» **Data to use**:
# # # # #

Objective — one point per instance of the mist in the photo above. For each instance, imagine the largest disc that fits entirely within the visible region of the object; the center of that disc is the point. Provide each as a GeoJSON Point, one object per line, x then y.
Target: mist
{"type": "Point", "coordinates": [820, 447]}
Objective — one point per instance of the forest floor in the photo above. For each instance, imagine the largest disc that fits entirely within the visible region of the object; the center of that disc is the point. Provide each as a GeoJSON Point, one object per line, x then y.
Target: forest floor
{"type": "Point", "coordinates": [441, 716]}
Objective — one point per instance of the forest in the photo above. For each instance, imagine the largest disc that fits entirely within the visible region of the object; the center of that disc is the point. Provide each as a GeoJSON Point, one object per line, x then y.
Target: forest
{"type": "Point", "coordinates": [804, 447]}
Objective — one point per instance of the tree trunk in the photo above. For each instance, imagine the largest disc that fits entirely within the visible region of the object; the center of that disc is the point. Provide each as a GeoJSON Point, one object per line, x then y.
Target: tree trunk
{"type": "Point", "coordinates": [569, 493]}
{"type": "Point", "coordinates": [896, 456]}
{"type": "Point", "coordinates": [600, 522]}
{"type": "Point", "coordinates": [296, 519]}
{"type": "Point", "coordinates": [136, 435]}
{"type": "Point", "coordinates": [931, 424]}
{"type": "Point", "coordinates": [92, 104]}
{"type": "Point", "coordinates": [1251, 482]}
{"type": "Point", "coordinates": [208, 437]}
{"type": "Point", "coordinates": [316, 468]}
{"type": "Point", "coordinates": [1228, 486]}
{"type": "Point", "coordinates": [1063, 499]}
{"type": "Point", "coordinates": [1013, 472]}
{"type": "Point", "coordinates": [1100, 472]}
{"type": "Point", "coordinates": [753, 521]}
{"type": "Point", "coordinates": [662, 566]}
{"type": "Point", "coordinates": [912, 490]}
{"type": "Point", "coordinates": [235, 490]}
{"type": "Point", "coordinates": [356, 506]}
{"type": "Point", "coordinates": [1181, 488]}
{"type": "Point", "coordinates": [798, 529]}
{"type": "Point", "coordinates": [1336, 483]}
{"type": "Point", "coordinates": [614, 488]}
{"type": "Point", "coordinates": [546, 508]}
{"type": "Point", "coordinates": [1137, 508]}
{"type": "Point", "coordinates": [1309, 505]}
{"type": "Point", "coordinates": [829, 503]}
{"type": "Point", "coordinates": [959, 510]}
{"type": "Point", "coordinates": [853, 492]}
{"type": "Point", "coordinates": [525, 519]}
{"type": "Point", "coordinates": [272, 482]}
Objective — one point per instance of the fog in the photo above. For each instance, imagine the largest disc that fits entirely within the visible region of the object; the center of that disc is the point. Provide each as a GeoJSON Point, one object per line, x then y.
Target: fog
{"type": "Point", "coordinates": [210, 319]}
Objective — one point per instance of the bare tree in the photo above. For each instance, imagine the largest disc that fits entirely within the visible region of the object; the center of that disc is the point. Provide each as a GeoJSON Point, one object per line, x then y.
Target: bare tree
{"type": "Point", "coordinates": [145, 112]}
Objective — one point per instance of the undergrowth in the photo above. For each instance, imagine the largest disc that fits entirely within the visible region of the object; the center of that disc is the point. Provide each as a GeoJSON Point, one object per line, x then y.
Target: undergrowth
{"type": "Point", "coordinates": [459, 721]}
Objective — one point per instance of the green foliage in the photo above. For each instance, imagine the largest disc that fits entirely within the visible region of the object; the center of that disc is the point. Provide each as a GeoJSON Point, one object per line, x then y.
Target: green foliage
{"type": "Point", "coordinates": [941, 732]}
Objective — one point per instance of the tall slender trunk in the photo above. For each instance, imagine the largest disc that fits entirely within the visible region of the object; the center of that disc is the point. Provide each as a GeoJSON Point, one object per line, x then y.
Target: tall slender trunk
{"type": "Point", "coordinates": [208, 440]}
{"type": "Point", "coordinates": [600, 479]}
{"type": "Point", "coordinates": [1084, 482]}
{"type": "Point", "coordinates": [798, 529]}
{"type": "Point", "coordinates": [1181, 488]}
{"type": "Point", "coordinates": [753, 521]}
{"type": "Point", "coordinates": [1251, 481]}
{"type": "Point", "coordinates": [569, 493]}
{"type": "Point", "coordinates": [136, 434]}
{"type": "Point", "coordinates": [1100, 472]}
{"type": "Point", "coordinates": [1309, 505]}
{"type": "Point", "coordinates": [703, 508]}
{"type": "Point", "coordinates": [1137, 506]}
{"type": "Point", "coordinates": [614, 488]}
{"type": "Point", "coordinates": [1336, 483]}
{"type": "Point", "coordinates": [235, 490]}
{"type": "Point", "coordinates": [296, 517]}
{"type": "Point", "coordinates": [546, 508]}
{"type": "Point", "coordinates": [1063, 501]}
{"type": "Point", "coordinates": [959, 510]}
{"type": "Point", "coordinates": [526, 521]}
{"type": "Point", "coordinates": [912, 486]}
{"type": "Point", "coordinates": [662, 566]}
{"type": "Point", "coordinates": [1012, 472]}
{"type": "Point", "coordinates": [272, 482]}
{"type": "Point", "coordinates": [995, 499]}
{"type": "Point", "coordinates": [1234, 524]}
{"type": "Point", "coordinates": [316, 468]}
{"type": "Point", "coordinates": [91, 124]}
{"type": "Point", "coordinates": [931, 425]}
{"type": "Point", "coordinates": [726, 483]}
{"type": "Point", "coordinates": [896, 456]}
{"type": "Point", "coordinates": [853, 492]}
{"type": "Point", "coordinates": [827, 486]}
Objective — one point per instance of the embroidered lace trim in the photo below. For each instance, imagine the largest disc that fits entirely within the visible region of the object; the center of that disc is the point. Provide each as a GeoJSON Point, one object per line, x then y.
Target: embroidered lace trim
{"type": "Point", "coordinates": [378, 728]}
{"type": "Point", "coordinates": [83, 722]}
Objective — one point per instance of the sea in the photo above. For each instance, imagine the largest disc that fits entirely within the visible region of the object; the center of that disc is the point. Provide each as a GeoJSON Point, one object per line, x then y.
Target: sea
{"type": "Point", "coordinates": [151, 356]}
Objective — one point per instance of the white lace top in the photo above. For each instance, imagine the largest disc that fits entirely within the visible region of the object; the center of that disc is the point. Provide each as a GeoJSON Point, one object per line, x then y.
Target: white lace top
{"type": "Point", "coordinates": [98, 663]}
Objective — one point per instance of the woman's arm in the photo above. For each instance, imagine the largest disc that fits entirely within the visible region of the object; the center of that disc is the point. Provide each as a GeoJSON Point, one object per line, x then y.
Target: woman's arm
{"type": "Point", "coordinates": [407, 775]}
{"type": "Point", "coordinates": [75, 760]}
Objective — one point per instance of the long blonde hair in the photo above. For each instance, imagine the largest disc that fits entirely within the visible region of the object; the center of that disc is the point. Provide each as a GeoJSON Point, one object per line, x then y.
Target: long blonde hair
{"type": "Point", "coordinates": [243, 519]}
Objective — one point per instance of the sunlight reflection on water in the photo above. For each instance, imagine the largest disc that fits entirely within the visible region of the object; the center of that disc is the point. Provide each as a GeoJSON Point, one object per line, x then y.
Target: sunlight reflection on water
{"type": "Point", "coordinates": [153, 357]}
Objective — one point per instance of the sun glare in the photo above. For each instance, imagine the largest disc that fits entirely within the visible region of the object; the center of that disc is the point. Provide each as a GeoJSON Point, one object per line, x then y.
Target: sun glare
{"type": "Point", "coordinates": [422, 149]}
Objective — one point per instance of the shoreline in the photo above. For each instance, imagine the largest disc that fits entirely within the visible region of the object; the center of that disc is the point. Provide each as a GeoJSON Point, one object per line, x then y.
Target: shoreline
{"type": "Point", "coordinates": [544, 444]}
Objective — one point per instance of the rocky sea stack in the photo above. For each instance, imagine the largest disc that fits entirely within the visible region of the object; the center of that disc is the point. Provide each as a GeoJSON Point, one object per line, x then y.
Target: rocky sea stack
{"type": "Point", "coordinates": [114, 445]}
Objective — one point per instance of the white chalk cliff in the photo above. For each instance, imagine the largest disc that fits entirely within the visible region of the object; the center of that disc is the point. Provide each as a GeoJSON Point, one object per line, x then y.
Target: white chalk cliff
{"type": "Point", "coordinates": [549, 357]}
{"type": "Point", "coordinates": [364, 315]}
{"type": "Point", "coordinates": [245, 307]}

# # # # #

» **What the exercise asks**: Return, unchanged, each line from the line containing "Objective — one point per instance of the shoreline" through the last line of the material.

» **Answer to this problem**:
Objective — one point per instance of the shoreline in the photo above. For each instance, imagine the largest disc that fits entirely within the visible region of the object; the center of that disc is the point. Provide each as a GeoJSON Point, one object per line, x then y.
Target: shoreline
{"type": "Point", "coordinates": [544, 444]}
Objective — one point per instance of the rocky sea stack in the photo above. For each instance, imagine the largest disc that fits entirely within the visible region of the object; the center of that disc is the point. Provide each as a GeoJSON Point, one object per line, x then y.
Target: rocky sea stack
{"type": "Point", "coordinates": [114, 445]}
Objective — one point per instance of the white chalk cliff in the photo above. For each instance, imagine the largest disc that fits entirely within the visible region of the object; the center of that disc is the point. Provide each as a GeoJSON Point, one object per line, x then y.
Target: white chalk cliff
{"type": "Point", "coordinates": [549, 357]}
{"type": "Point", "coordinates": [364, 315]}
{"type": "Point", "coordinates": [245, 307]}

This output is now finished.